▶ **OPDRACHT 1**
Ga na of de volgende uitspraken kloppen met de tekst over de 32e Artillerie: (a) 32A was gevestigd in de Karthuizerkazerne te Brugge; (b) de DRI's van de Artillerie werden geherstructureerd voordat de oorlog begon; (c) luitenant kolonel Scohy volgde kolonel Duquesnoy op bij 32A. Antwoord telkens met ja of nee en citeer letterlijk de woorden uit de tekst die de doorslag geven.
▶ **OPDRACHT 2**
Waar werden volgens de tekst over de 32e Artillerie de regimenten op 14 mei 1940 ondergebracht onder CRI/A?
▶ **OPDRACHT 3**
Schrijf de tekst over de 32e Artillerie verder vanaf de laatst getoonde zin.

▶ **LEESTEKST**
+---+

32e Artillerie (32 A)    (Terug)

 

Bronnen:

- Jamart, o.c. p 30

- Rapport Léon Navez in archiefbundel Evere TRI – CRI/A – Ier Groupe – 32A

- Rapport Albert Hanet in archiefbundel Evere TRI – CRI/A – Ier Groupe - 32A

32A is de naam die gegeven werd aan DRI/A/2 CA in februari 1940 en was gevestigd in de Karthuizerkazerne te Brugge.

 

DRI/A/2 CA kwam als volgt tot stand: In 1939 werd de TRI gecreëerd (Troupes de Renfort et d'Instruction). De bedoeling was hierin reservisten en nieuwe recruten onder te brengen.

Deze TRI was ingedeeld in DRI's (Dépôts de Renfort et d'Instruction), progressief gevormd in fase C van de mobilisatie vanaf 1 september 1939 en waarvan het gros gevormd werd door de lichting 1940 (opgeroepen vanaf 3 januari 1940) aangevuld met reservisten van vóór 1925 en voorheen vrijgestelde reservisten van latere lichtingen (mijnwerkers enz...). De DRI werden begin 1940 geherstructureerd en werden nu CRI genoemd en kregen tevens een nummer. Voor de DRI's van de Artillerie gebeurde deze herstructurering pas toen de oorlog al begonnen was: op 14 mei 1940 werden de regimenten 31A, 32A, 33A, 34A, 6R.A.A en 3 D.T.C.A ondergebracht onder CRI/A. Dit gebeurde te Beernem. Als bevelhebber werd kolonel Duquesnoy aangesteld, die daarvoor bevelhebber was van 32A. Bij 32A werd hij opgevolgd door luitenant kolonel Scohy.

 

DRI/A/2 CA en bijgevolg 32A was als volgt gestructureerd:

 

-GRA/1 DI bestaande uit 4 batterijen gevormd door recruten en reservisten van het 1ste Artillerie regiment (+/- 700 man)

+---+

▶ **GEGEVENS**
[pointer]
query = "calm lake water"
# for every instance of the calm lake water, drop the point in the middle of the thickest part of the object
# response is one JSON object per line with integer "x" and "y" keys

+---+

▶ **ANTWOORD 1**
(a) Ja: "was gevestigd in de Karthuizerkazerne te Brugge".
(b) Nee: "gebeurde deze herstructurering pas toen de oorlog al begonnen was".
(c) Ja: "Bij 32A werd hij opgevolgd door luitenant kolonel Scohy."

▶ **ANTWOORD 2**
Te Beernem.

▶ **ANTWOORD 3**
-GRA/2 DI bestaande uit 5 batterijen gevormd door recruten en reservisten van het 2de Artillerie regiment

-GRA/2 CA bestaande uit 2 batterijen gevormd door recruten en reservisten van het 13de Artillerie regiment

 


Op het moment van de vorming van de CRI/A ( 14 mei 1940) wordt onmiddellijk besloten de reeds operationele onderdelen in België tegen de vijand in te zetten en daarnaast een nieuw regiment samen te stellen uit de opleidingsbatterijen van alle regimenten uitgezonderd 31A en hen -ontdaan van alle geschut en materiaal (behalve een aantal geweren en kogels (30 en 3.000 per batterij) en het didactisch materiaal)- per trein naar Zuid-Frankrijk (Aude) te sturen om er hun opleiding verder te zetten met het oog op een latere terugkeer als versterkingen. Dit nieuwe regiment zou de facto pas gevormd worden na aankomst van de verschillende onderdelen te Limoux. Het werd onder het bevel geplaatst van luitenant kolonel De Bueger, de commandant van 3 D.T.C.A. De treinen richting Frankrijk vertrokken vanuit Beernem vanaf 15 mei 1940. (Jamart p 100)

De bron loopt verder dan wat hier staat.